**INFORMATION PROVIDED**:
* * * * * * *
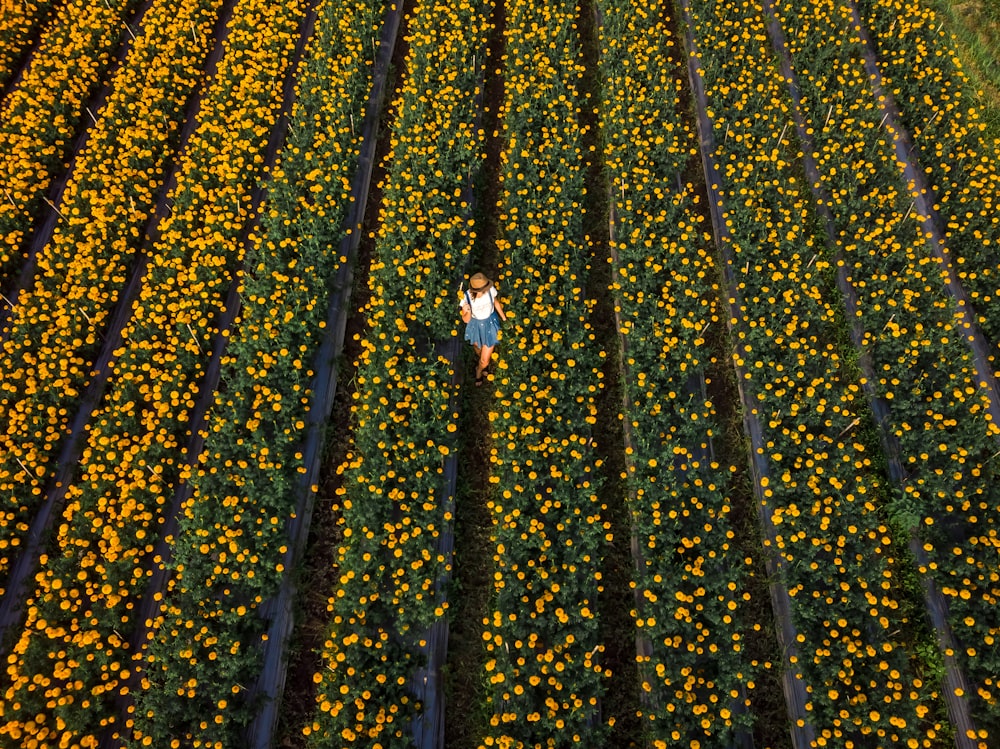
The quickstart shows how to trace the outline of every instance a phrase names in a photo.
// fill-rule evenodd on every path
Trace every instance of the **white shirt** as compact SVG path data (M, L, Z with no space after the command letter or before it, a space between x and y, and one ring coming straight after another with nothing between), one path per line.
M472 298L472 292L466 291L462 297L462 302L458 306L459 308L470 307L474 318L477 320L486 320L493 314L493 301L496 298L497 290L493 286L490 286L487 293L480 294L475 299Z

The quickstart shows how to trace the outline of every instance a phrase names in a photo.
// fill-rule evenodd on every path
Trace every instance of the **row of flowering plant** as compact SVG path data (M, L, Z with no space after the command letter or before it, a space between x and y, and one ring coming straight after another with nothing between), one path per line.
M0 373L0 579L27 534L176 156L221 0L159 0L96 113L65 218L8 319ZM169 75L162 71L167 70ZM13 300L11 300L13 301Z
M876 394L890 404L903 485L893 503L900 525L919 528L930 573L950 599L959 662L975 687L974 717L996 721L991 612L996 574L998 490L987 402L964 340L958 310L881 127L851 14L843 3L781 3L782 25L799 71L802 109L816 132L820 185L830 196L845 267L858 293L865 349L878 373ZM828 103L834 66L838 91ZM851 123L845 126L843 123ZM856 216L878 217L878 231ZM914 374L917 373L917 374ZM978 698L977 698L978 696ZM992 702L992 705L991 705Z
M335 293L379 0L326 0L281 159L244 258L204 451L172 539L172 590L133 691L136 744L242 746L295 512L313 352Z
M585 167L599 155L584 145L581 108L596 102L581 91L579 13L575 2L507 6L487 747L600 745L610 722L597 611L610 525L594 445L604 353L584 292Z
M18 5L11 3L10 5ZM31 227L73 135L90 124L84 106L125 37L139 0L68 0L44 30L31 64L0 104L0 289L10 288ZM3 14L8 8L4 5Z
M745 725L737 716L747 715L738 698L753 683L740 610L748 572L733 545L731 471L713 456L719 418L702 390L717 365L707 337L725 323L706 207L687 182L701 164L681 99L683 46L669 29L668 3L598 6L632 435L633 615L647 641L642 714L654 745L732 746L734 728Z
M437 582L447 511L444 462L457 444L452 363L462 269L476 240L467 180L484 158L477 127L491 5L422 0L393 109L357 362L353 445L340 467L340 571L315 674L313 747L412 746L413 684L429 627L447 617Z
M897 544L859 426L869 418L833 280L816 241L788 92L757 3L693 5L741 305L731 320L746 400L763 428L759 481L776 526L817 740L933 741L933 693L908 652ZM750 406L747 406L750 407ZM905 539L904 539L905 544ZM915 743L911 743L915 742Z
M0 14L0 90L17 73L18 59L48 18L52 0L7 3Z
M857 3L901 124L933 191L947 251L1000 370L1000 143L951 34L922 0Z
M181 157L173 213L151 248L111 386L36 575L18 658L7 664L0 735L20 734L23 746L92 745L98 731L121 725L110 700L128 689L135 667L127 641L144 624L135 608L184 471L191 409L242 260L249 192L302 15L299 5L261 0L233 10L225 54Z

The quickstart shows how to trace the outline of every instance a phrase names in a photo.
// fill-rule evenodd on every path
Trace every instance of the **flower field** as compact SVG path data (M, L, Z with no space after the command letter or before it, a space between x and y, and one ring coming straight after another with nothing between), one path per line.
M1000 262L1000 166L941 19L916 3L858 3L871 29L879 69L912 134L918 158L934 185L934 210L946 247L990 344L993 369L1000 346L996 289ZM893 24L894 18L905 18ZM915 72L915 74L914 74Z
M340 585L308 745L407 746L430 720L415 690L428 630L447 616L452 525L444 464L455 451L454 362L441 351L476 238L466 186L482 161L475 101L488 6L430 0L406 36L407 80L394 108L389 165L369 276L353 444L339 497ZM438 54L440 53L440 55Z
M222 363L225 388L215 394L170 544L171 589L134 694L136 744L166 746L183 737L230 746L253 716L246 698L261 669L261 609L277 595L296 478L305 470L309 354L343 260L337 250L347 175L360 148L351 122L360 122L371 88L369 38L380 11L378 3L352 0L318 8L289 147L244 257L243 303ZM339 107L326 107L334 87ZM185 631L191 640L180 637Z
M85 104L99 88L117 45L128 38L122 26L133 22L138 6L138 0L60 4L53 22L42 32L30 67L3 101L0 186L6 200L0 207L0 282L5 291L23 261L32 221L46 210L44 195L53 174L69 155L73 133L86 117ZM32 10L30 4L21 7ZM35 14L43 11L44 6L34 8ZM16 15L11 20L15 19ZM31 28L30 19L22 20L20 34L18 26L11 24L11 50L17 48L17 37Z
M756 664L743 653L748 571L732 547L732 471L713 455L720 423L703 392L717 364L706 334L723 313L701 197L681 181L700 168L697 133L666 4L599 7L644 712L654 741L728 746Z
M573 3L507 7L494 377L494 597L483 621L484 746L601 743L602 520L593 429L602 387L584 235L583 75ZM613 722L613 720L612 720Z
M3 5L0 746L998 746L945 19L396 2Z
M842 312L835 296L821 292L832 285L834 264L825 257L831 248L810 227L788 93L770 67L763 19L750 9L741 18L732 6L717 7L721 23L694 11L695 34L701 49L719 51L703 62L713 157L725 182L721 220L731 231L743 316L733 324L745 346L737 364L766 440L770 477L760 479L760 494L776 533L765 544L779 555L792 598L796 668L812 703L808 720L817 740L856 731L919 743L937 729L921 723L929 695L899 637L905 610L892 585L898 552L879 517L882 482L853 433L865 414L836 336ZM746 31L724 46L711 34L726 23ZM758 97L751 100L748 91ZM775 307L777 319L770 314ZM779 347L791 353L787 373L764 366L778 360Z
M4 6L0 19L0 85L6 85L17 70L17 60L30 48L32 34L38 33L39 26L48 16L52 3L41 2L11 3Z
* * * * * * *
**THE TASK**: Each entry above should be given again exactly, with its pictures omitted.

**RESPONSE BOX**:
The quickstart shows how to trace the outline of every instance a phrase names in a photo.
// fill-rule evenodd on every path
Trace every instance of the **white shirt** as compact SVG path data (M, L, Z with no space after the command letter or before it, a space between x and y, and one ring coming straight after another with nothing between), one path per line.
M472 298L472 292L466 291L462 297L462 302L458 306L459 308L470 307L474 318L477 320L486 320L493 314L493 301L496 298L497 290L493 286L490 286L487 293L480 294L475 299Z

The quickstart shows how to trace the outline of every instance a phrase names in a photo.
// fill-rule evenodd on every path
Trace every instance of the **row of flowering plant** as compact SVG path data (M, L, Z with no space after the command letter or before it, a space between x and y, and one ring coming straight after another with nothing between), one path per line.
M0 373L0 579L27 534L176 156L221 0L159 0L96 113L65 218L8 319ZM169 75L162 71L167 70ZM13 300L11 300L13 301Z
M876 394L890 404L903 485L893 503L900 525L919 528L930 573L950 599L959 662L975 687L974 717L996 721L991 612L996 574L998 490L987 402L964 340L958 310L881 127L851 14L843 3L781 3L782 25L799 71L802 109L816 132L820 185L830 196L845 267L858 293L865 349L878 373ZM828 103L834 66L838 91ZM851 123L845 126L843 123ZM856 216L878 217L878 231ZM914 374L917 373L917 374ZM978 698L977 698L978 696ZM992 702L992 705L991 705Z
M335 293L379 0L326 0L281 159L244 258L204 451L172 539L172 590L133 691L136 744L242 746L295 512L313 352Z
M585 167L599 155L584 145L581 108L596 102L581 91L579 13L575 2L507 6L487 747L600 745L610 722L597 611L610 525L594 445L604 353L584 292Z
M18 5L11 3L10 5ZM31 227L73 135L90 124L84 106L125 37L139 0L68 0L44 30L31 64L0 104L0 289L10 288ZM3 14L8 8L4 5Z
M745 725L737 716L747 715L738 698L753 683L740 610L748 572L733 545L731 471L713 456L719 418L702 390L717 365L707 337L725 323L706 207L687 182L701 164L681 99L683 46L669 29L668 3L598 6L632 435L633 615L647 641L642 714L654 745L732 746L734 728Z
M437 582L447 511L444 462L457 444L452 363L462 269L476 240L467 180L484 158L477 127L491 5L422 0L393 109L357 362L353 445L340 467L340 571L315 674L313 747L412 746L413 684L429 627L447 617Z
M897 544L859 426L869 418L833 280L816 241L788 92L757 3L693 5L741 305L731 320L746 400L763 428L759 481L776 526L817 740L933 741L933 693L908 652ZM750 406L747 406L750 407ZM905 539L904 539L905 544ZM915 743L911 743L915 742Z
M0 14L0 90L17 73L18 59L48 18L52 0L7 3Z
M857 3L901 124L933 191L947 251L1000 370L1000 143L951 34L922 0Z
M181 157L173 213L151 248L111 386L36 575L18 658L7 664L0 735L20 734L23 746L92 745L98 731L121 725L110 700L128 689L135 667L127 641L144 624L135 608L184 471L191 409L242 260L249 192L302 15L299 5L261 0L233 10L225 54Z

The quickstart shows how to trace the outline of every instance a phrase names in a photo.
// fill-rule evenodd on every path
Trace every instance of the **flower field** as compact SVG path data (M, L, Z with no space after the command letter or before it, a space between x and y, and one ring coming straight after another with nothing between), one path per line.
M1000 262L1000 166L941 19L916 3L858 3L871 29L879 69L912 134L918 158L934 185L934 210L946 247L990 344L993 369L1000 346L996 289ZM893 24L894 18L905 18ZM915 72L915 74L914 74Z
M340 585L308 745L407 746L430 720L415 690L428 630L447 616L452 525L444 464L455 451L454 362L441 351L476 238L466 186L482 161L475 101L488 6L430 0L406 36L407 80L394 108L389 165L369 276L353 444L339 497ZM438 54L440 53L440 55Z
M222 363L225 388L215 394L170 544L171 589L134 694L136 744L166 746L183 737L230 746L253 716L246 698L261 669L261 609L277 595L296 478L305 470L309 354L343 260L337 250L347 175L360 148L351 122L360 122L371 88L369 38L380 11L378 3L352 0L318 8L289 147L244 257L243 303ZM339 107L326 107L334 87ZM185 631L191 640L180 637Z
M85 104L99 88L117 45L128 38L122 26L133 22L138 6L138 0L60 4L53 22L42 32L30 67L3 101L0 186L6 200L0 207L0 282L5 291L23 261L32 221L46 210L44 195L53 174L69 155L73 133L86 117ZM32 10L30 4L21 7ZM35 14L43 11L44 6L34 8ZM16 15L11 20L15 19ZM31 28L30 19L22 20L20 34L18 26L11 24L11 50L17 48L17 37Z
M756 664L743 653L748 571L732 547L732 471L713 455L720 423L703 392L717 364L706 334L723 313L701 197L681 181L700 168L697 133L666 4L599 7L644 712L654 741L728 746Z
M573 3L507 7L494 377L494 597L483 621L484 746L601 743L602 520L593 429L602 387L584 235L583 75ZM613 722L613 720L612 720Z
M3 5L0 746L998 746L945 19L396 2Z
M842 312L835 296L821 292L832 285L834 264L825 257L831 248L810 227L788 93L770 67L763 19L750 9L741 18L732 6L717 7L721 23L694 11L695 34L701 49L719 51L703 62L713 157L725 182L721 220L731 231L743 316L733 324L745 346L737 364L766 440L770 477L760 479L760 494L776 533L765 544L779 555L792 598L796 668L812 703L808 720L817 740L856 731L919 743L937 729L921 723L929 695L899 637L905 610L892 585L898 552L879 517L882 482L853 433L865 414L836 336ZM746 31L724 46L711 34L726 23ZM758 97L751 100L748 91ZM775 307L777 319L770 314ZM779 347L791 353L787 373L764 366L778 360Z
M4 6L0 19L0 85L6 85L17 70L17 60L30 48L32 34L38 33L39 26L48 16L52 3L41 2L11 3Z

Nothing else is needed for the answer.